— START Data entries —

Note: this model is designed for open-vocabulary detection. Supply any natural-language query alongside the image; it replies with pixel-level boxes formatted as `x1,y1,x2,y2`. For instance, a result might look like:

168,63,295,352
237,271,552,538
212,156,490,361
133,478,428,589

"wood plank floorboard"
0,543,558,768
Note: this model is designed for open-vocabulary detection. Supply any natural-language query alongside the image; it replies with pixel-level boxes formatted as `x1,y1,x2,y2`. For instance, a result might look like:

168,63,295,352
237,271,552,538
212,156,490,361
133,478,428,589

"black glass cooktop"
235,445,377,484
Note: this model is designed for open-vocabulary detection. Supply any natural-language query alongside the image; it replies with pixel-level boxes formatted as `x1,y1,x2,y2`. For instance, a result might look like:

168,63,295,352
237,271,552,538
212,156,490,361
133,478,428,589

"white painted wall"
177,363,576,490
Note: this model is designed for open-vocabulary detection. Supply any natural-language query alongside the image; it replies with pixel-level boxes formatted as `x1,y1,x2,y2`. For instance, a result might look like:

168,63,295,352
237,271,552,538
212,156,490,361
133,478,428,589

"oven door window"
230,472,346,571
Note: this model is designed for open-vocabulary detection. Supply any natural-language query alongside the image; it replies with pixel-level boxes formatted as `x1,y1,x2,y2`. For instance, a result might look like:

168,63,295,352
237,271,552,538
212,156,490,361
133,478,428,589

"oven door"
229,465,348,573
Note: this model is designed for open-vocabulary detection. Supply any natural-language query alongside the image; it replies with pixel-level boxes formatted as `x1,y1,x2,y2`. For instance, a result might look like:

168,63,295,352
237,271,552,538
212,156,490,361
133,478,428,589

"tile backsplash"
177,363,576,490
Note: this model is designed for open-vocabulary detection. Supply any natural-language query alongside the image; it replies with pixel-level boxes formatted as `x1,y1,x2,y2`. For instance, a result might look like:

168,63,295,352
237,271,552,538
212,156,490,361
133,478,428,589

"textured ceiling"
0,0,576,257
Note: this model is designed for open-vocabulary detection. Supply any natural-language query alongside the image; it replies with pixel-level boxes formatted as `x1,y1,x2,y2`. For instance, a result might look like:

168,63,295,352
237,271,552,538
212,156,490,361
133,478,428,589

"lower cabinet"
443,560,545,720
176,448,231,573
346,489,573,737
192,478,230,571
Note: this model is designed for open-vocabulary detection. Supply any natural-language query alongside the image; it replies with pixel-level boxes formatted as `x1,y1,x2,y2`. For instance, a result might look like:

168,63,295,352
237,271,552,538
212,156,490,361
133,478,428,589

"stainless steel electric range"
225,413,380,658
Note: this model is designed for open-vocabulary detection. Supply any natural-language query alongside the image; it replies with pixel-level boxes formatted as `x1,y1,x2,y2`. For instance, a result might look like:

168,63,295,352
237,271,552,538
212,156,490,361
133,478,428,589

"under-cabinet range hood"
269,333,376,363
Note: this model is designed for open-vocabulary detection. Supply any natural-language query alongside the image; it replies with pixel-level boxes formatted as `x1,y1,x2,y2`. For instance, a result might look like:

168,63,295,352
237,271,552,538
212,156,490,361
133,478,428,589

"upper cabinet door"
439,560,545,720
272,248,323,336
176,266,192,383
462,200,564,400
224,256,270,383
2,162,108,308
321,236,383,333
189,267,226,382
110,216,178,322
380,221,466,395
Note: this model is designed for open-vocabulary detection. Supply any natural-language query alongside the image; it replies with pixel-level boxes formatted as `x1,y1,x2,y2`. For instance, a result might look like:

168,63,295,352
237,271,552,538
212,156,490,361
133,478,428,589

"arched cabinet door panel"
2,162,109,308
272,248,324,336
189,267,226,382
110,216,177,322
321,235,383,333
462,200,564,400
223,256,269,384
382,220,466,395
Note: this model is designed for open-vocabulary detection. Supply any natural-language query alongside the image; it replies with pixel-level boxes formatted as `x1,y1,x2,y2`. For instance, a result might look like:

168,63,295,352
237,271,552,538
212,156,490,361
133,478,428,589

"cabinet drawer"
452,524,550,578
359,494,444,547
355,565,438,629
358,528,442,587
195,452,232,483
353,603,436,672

— END Data entries —

**Work instructions**.
How many lines in the data above contain the string "cabinet"? Reply with the number only.

**Complete answer**.
5